[START Excerpted records]
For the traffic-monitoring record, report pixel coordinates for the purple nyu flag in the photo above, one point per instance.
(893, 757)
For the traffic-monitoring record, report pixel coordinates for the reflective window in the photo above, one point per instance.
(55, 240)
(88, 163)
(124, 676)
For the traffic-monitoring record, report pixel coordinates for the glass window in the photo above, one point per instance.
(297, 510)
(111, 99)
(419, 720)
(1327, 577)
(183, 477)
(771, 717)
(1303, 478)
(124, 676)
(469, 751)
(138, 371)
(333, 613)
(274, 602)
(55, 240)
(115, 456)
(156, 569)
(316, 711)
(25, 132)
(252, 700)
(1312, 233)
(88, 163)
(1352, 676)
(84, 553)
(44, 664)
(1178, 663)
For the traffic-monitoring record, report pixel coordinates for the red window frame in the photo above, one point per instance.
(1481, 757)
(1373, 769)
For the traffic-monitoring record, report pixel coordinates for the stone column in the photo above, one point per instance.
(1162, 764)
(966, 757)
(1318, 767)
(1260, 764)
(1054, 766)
[END Excerpted records]
Instructions for the task:
Copy every item above verbatim, keeping the original order.

Solution to this problem:
For the traffic-monitoring record, report pixel coordinates for the purple nyu flag in the photo above, one point per instance.
(893, 757)
For the traffic-monitoring record, report pixel coordinates for the reflective window in the photo above, one point per instance.
(55, 240)
(88, 163)
(124, 676)
For the traffic-monitoring record, report pixel coordinates for the glass window in the photo above, one point per instance.
(297, 510)
(111, 99)
(419, 720)
(1327, 577)
(183, 477)
(771, 717)
(1303, 478)
(124, 676)
(469, 751)
(138, 371)
(333, 613)
(274, 602)
(55, 240)
(115, 456)
(156, 569)
(316, 711)
(25, 132)
(252, 700)
(1312, 233)
(88, 163)
(1352, 676)
(84, 553)
(44, 664)
(1178, 663)
For the traffic-monitoring record, report pixel coordinates for the red window frame in the photo above, one point per instance.
(1481, 757)
(1373, 769)
For the traffic-monitoring record, report pixel coordinates for the stone column in the photo above, one point per instance.
(1162, 764)
(966, 757)
(1318, 767)
(1260, 764)
(1054, 766)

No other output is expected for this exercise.